*Selected excerpt*
Then the rain ceased and we went out to discover the electricity wires down all over the compound - several trees and branches scattered all over the place.. but no damage to buildings mercifully. The telephone was off so I went to ask E.C.N (Electric Company of Nigeria)to disconnect our electricity. There was chaos in the town with trees and wires down and in one place I saw some roofing pan hanging on the telephone wire like washing on a line.
In my house Tokunbo had shut the windows - louvre type - but despite that the rain had got in and flooded all over the floor in the living room and in the spare bedroom. That's how your letter got so speckled with rain.
Incredible business. But good in that the temperature has promptly dropped by 10 degrees at least and is now a cool 76 degrees Fahrenheit. And the water tank at the back of Ruth's house is 3/4 full of water. Our drought has ended with a bang!
With love, Elizabeth
Feb.25th '73
After our storm last Monday everyone on the compound became very concerned about cutting down trees that were near the houses in case we should have another storm. So on Tuesday we employed a woodcutter with an electric saw who said that he knew the job perfectly! We all stood and watched while he cut a tree near my house. Lo and behold it fell toward the house a with a great thump and the top branches hit the roof and broke some of the asbestos sheets and the timbers at the end!!! So we all decided to try a different woodcutter for cutting the other trees on the compound. Mercifully he knew the job and about 6 trees are now sprawled around the place without any further mishap.
Temperatures here are still well in the 90s by day and don't fall much below 80 at night - so I was very happy yesterday to receive a gift of a super fan from the Herringtons. It was very kind of them - and came at just the right time. So now I can sit happily with the air blowing about. I even went to bed with it on last night.
3rd March 1973.
... We see a lot in the papers here about strikes in Britain - the civil servants, the train drivers, the gasmen etc - and about rising prices. I don't suppose things are as bad as the press paints them.

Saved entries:
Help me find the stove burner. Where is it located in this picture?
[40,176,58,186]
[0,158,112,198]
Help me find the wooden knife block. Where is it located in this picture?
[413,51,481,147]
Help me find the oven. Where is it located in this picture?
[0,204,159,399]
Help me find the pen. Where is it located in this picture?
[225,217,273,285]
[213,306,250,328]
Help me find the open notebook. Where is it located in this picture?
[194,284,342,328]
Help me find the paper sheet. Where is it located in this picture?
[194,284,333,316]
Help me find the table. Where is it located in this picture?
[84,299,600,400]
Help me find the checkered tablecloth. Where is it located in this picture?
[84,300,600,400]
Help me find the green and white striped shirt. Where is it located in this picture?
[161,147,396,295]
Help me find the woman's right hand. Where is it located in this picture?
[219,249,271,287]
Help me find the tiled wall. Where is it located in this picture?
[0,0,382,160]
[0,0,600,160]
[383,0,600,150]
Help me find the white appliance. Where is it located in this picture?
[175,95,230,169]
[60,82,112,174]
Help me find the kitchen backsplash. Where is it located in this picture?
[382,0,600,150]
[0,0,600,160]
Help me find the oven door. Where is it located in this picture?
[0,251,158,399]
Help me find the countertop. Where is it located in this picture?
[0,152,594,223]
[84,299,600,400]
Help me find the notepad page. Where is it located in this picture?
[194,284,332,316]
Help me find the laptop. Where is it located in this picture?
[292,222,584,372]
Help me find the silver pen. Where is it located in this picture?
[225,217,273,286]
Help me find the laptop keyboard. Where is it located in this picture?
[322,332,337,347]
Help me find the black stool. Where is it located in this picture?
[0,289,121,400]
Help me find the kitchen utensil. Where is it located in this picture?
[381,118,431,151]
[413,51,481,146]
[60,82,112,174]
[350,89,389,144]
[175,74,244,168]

*Task to carry out*
According to the letters, what gift arrived from the Herringtons?

*Answer for this exercise*
A fan.